What needs to be done:
Could you transcribe every record below exactly as written, leaving out any pictures?

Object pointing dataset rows
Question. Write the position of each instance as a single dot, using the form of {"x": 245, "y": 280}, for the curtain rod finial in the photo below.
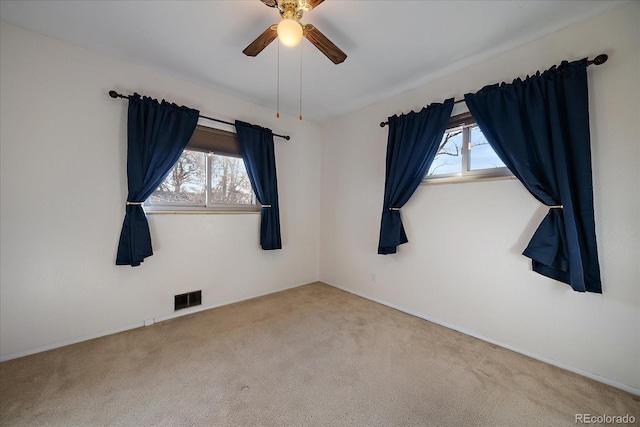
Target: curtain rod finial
{"x": 600, "y": 59}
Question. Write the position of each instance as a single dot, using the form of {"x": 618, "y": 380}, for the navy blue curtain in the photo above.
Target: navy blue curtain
{"x": 256, "y": 148}
{"x": 412, "y": 145}
{"x": 157, "y": 134}
{"x": 539, "y": 127}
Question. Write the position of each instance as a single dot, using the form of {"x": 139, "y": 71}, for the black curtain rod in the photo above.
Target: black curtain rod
{"x": 598, "y": 60}
{"x": 114, "y": 94}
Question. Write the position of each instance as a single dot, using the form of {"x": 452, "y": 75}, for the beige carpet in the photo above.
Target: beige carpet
{"x": 310, "y": 356}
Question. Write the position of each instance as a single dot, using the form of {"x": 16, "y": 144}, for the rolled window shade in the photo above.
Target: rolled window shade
{"x": 210, "y": 140}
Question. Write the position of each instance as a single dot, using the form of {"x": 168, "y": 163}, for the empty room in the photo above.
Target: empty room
{"x": 319, "y": 213}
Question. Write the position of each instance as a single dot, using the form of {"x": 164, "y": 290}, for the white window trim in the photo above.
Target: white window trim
{"x": 467, "y": 175}
{"x": 202, "y": 209}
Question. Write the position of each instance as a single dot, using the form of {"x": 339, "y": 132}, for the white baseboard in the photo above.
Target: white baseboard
{"x": 133, "y": 326}
{"x": 621, "y": 386}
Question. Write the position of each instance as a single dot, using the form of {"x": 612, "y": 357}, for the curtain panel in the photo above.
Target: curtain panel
{"x": 257, "y": 150}
{"x": 411, "y": 147}
{"x": 157, "y": 134}
{"x": 539, "y": 127}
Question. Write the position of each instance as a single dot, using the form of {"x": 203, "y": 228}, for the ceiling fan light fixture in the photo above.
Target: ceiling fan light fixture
{"x": 290, "y": 32}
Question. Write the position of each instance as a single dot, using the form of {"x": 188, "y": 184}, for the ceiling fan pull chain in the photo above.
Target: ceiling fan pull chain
{"x": 300, "y": 116}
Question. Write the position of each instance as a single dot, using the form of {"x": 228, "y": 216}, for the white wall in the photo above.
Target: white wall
{"x": 462, "y": 266}
{"x": 63, "y": 182}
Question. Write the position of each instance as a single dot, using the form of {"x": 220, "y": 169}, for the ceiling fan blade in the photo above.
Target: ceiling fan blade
{"x": 261, "y": 41}
{"x": 323, "y": 44}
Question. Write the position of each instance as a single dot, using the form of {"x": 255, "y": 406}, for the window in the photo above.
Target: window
{"x": 464, "y": 154}
{"x": 209, "y": 177}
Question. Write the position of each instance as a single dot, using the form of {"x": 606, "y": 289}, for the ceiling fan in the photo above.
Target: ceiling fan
{"x": 290, "y": 30}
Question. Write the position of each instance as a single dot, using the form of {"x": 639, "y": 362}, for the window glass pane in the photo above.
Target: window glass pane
{"x": 481, "y": 155}
{"x": 449, "y": 155}
{"x": 229, "y": 181}
{"x": 185, "y": 183}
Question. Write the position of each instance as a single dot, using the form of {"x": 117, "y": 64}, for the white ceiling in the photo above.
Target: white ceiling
{"x": 392, "y": 46}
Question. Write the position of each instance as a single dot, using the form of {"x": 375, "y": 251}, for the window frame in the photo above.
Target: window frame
{"x": 465, "y": 122}
{"x": 210, "y": 141}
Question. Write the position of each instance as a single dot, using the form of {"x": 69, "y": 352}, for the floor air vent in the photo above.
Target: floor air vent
{"x": 187, "y": 300}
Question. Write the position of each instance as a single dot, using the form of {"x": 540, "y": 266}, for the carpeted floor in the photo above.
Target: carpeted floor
{"x": 309, "y": 356}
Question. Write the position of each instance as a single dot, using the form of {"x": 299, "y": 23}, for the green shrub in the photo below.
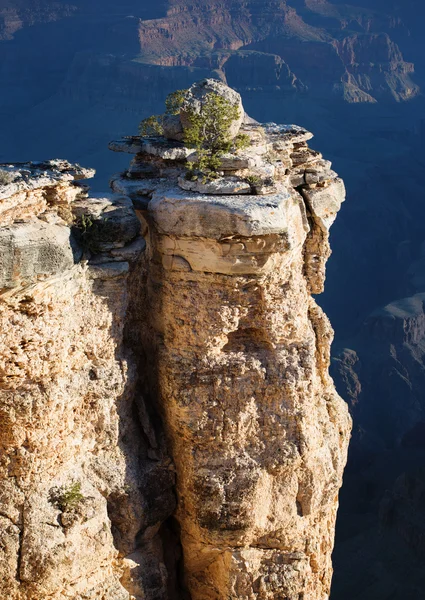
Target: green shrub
{"x": 153, "y": 126}
{"x": 5, "y": 177}
{"x": 209, "y": 131}
{"x": 66, "y": 497}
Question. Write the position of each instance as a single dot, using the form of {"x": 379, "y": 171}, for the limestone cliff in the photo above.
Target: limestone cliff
{"x": 191, "y": 362}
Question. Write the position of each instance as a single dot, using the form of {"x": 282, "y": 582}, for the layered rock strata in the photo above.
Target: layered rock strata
{"x": 81, "y": 502}
{"x": 161, "y": 342}
{"x": 239, "y": 355}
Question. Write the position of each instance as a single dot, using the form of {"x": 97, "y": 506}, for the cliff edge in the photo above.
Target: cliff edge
{"x": 180, "y": 352}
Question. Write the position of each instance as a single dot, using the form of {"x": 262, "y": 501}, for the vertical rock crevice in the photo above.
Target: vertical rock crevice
{"x": 256, "y": 429}
{"x": 168, "y": 421}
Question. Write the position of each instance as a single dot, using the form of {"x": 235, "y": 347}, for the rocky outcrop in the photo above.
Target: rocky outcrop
{"x": 168, "y": 425}
{"x": 240, "y": 362}
{"x": 84, "y": 480}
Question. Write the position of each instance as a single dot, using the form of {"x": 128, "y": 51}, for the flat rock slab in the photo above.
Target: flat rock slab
{"x": 293, "y": 134}
{"x": 181, "y": 213}
{"x": 32, "y": 250}
{"x": 30, "y": 176}
{"x": 221, "y": 186}
{"x": 155, "y": 146}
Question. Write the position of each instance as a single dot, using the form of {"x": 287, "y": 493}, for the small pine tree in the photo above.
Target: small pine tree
{"x": 208, "y": 132}
{"x": 153, "y": 126}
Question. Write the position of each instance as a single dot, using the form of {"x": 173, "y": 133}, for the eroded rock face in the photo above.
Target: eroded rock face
{"x": 161, "y": 355}
{"x": 74, "y": 460}
{"x": 241, "y": 354}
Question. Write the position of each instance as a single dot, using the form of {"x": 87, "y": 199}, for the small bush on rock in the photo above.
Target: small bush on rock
{"x": 67, "y": 497}
{"x": 5, "y": 177}
{"x": 153, "y": 126}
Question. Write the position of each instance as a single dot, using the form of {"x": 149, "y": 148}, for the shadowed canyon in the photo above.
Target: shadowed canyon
{"x": 76, "y": 74}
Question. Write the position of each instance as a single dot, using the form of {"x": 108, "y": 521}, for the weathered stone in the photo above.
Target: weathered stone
{"x": 183, "y": 214}
{"x": 30, "y": 251}
{"x": 289, "y": 134}
{"x": 243, "y": 355}
{"x": 209, "y": 329}
{"x": 325, "y": 202}
{"x": 173, "y": 128}
{"x": 155, "y": 146}
{"x": 220, "y": 186}
{"x": 105, "y": 221}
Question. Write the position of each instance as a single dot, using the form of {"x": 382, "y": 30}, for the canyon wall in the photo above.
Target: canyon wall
{"x": 169, "y": 426}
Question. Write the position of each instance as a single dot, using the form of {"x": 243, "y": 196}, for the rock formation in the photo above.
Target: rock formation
{"x": 240, "y": 358}
{"x": 77, "y": 485}
{"x": 184, "y": 358}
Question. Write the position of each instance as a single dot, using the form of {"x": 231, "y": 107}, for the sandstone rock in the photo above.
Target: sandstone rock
{"x": 287, "y": 134}
{"x": 220, "y": 186}
{"x": 243, "y": 356}
{"x": 202, "y": 341}
{"x": 218, "y": 217}
{"x": 198, "y": 91}
{"x": 30, "y": 251}
{"x": 173, "y": 128}
{"x": 325, "y": 202}
{"x": 68, "y": 380}
{"x": 105, "y": 222}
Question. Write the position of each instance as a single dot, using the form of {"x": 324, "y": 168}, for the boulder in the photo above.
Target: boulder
{"x": 173, "y": 128}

Expected answer:
Question. Write the position of each instance as a single dot, using the form of {"x": 245, "y": 280}, for the curtain rod finial in the photo below.
Target: curtain rod finial
{"x": 600, "y": 59}
Question. Write the position of each instance as a single dot, using the form of {"x": 618, "y": 380}, for the navy blue curtain in the photo above.
Target: navy blue curtain
{"x": 256, "y": 148}
{"x": 412, "y": 145}
{"x": 157, "y": 134}
{"x": 539, "y": 127}
Question. Write the position of each instance as a single dot, using the form of {"x": 139, "y": 71}, for the black curtain rod in the photo above.
Target: black curtain rod
{"x": 598, "y": 60}
{"x": 114, "y": 94}
Question. Write the position of each instance as a single dot, using the form of {"x": 452, "y": 75}, for the beige carpet in the photo above.
Target: beige carpet
{"x": 310, "y": 356}
Question. Write the position of each instance as a single dot, using the form of {"x": 16, "y": 144}, for the rolled window shade in the photo above.
Target: rolled window shade
{"x": 210, "y": 140}
Question. Write the position of each instance as a single dot, using the form of {"x": 168, "y": 163}, for the empty room in the photo above.
Target: empty room
{"x": 319, "y": 213}
Question. Write the position of each instance as a single dot, using the form of {"x": 164, "y": 290}, for the white window trim in the photo above.
Target: white window trim
{"x": 467, "y": 175}
{"x": 202, "y": 209}
Question. Write the position of each instance as a single dot, using the form of {"x": 339, "y": 132}, for the white baseboard in the photo above.
Target: white baseboard
{"x": 133, "y": 326}
{"x": 621, "y": 386}
Question. Write the position of each instance as a single dot, using the form of {"x": 612, "y": 357}, for the curtain panel in the photo above.
Target: curtain panel
{"x": 257, "y": 150}
{"x": 411, "y": 147}
{"x": 157, "y": 134}
{"x": 539, "y": 127}
Question. Write the position of each instance as a single dot, using the form of {"x": 203, "y": 228}, for the ceiling fan light fixture in the photo above.
Target: ceiling fan light fixture
{"x": 290, "y": 32}
Question. Write the position of each instance as a single dot, using the form of {"x": 188, "y": 184}, for the ceiling fan pull chain in the photo above.
Target: ceiling fan pull chain
{"x": 300, "y": 116}
Question. Write the position of each instance as a single dot, using the form of {"x": 228, "y": 216}, for the white wall in the photo above.
Target: white wall
{"x": 462, "y": 266}
{"x": 63, "y": 182}
Question. Write the position of each instance as a single dot, using the form of {"x": 220, "y": 169}, for the ceiling fan blade in the photo above.
Target: ceiling fan blade
{"x": 261, "y": 41}
{"x": 323, "y": 44}
Question. Write the position of each instance as a single dot, using the form of {"x": 255, "y": 406}, for the window in the photo above.
Target: window
{"x": 464, "y": 154}
{"x": 209, "y": 177}
Question. Write the position of each instance as a single dot, using the form of {"x": 606, "y": 289}, for the ceiling fan in the photo above.
Target: ceiling fan
{"x": 290, "y": 30}
Question. Write the position of each instance as a single dot, using the form of {"x": 639, "y": 362}, for the window glass pane in the photo above.
Target: window glass pane
{"x": 481, "y": 155}
{"x": 449, "y": 155}
{"x": 229, "y": 181}
{"x": 185, "y": 183}
Question. Write the position of each instance as a single dot, using the form of {"x": 117, "y": 64}, for the white ceiling in the photo above.
Target: white ceiling
{"x": 392, "y": 46}
Question. Write the position of each instance as a single dot, using the form of {"x": 375, "y": 251}, for the window frame in the photo above.
Target: window frame
{"x": 465, "y": 122}
{"x": 210, "y": 141}
Question. Write the position of each instance as a single dot, using the form of {"x": 69, "y": 352}, for the floor air vent in the photo above.
Target: floor air vent
{"x": 187, "y": 300}
Question. Write the position of each instance as a single dot, using the form of {"x": 540, "y": 266}, for the carpeted floor in the photo above.
Target: carpeted floor
{"x": 309, "y": 356}
Question. Write the position of each instance as a single dot, using the form of {"x": 299, "y": 23}, for the green shrub in the photo below.
Target: green shrub
{"x": 153, "y": 126}
{"x": 5, "y": 177}
{"x": 209, "y": 131}
{"x": 66, "y": 497}
Question. Write the position of each instance as a single dot, using the form of {"x": 379, "y": 171}, for the limestone cliff in the photo above.
Target: limestone cliff
{"x": 191, "y": 362}
Question. Write the position of each instance as a single dot, using the form of {"x": 282, "y": 582}, for the layered rock strata in the photo above.
Target: layered rock strata
{"x": 81, "y": 502}
{"x": 161, "y": 342}
{"x": 239, "y": 355}
Question. Write the position of each instance as a single dot, using the form of {"x": 97, "y": 506}, for the cliff edge in the photo above.
Target: cliff edge
{"x": 180, "y": 352}
Question. Write the position of each instance as a single dot, using the form of {"x": 262, "y": 501}, for the vertical rock crevice in the photo above.
Target: vertical rock crevice
{"x": 256, "y": 429}
{"x": 168, "y": 421}
Question. Write the position of each instance as a single dot, using the form of {"x": 235, "y": 347}, for the rocky outcrop in the photo above.
Target: rocky outcrop
{"x": 168, "y": 425}
{"x": 240, "y": 362}
{"x": 84, "y": 480}
Question. Write the position of each instance as a single dot, using the form of {"x": 128, "y": 51}, for the flat rock slab in the photo above.
Target: flat rock slab
{"x": 293, "y": 134}
{"x": 181, "y": 213}
{"x": 32, "y": 250}
{"x": 30, "y": 176}
{"x": 221, "y": 186}
{"x": 155, "y": 146}
Question. Write the position of each instance as a single dot, using the form of {"x": 287, "y": 493}, for the small pine tree in the photo above.
Target: small pine tree
{"x": 208, "y": 132}
{"x": 153, "y": 126}
Question. Write the position of each instance as a single dot, using the form of {"x": 173, "y": 133}, for the eroded rock face in the photo above.
Target: eroded rock face
{"x": 161, "y": 355}
{"x": 74, "y": 460}
{"x": 241, "y": 354}
Question. Write the position of each instance as a single dot, using the form of {"x": 87, "y": 199}, for the small bush on rock in the photo above.
Target: small bush on rock
{"x": 67, "y": 497}
{"x": 5, "y": 177}
{"x": 153, "y": 126}
Question. Write the position of each instance as a single dot, using the form of {"x": 149, "y": 148}, for the shadowed canyon in the photo above.
Target: shadowed canyon
{"x": 76, "y": 74}
Question. Write the position of each instance as a single dot, using the form of {"x": 108, "y": 521}, for the weathered stone in the photo above.
Target: weathered stone
{"x": 183, "y": 214}
{"x": 30, "y": 251}
{"x": 289, "y": 134}
{"x": 243, "y": 355}
{"x": 209, "y": 329}
{"x": 325, "y": 202}
{"x": 173, "y": 128}
{"x": 155, "y": 146}
{"x": 220, "y": 186}
{"x": 105, "y": 221}
Question. Write the position of each instance as a single dot, using the form of {"x": 382, "y": 30}, for the canyon wall in the photo above.
Target: canyon wall
{"x": 169, "y": 426}
Question. Write the position of each instance as a single dot, using the form of {"x": 243, "y": 196}, for the rock formation in the photo above.
Target: rock formation
{"x": 240, "y": 358}
{"x": 77, "y": 485}
{"x": 184, "y": 358}
Question. Write the position of each instance as a single dot, using the form of {"x": 231, "y": 107}, for the sandstone rock in the photo above.
Target: sandstone rock
{"x": 287, "y": 134}
{"x": 220, "y": 186}
{"x": 243, "y": 356}
{"x": 202, "y": 341}
{"x": 218, "y": 217}
{"x": 198, "y": 91}
{"x": 30, "y": 251}
{"x": 173, "y": 128}
{"x": 325, "y": 202}
{"x": 68, "y": 380}
{"x": 105, "y": 222}
Question. Write the position of each instance as a single dot, using the form of {"x": 324, "y": 168}, for the boulder in the photo above.
Target: boulder
{"x": 173, "y": 128}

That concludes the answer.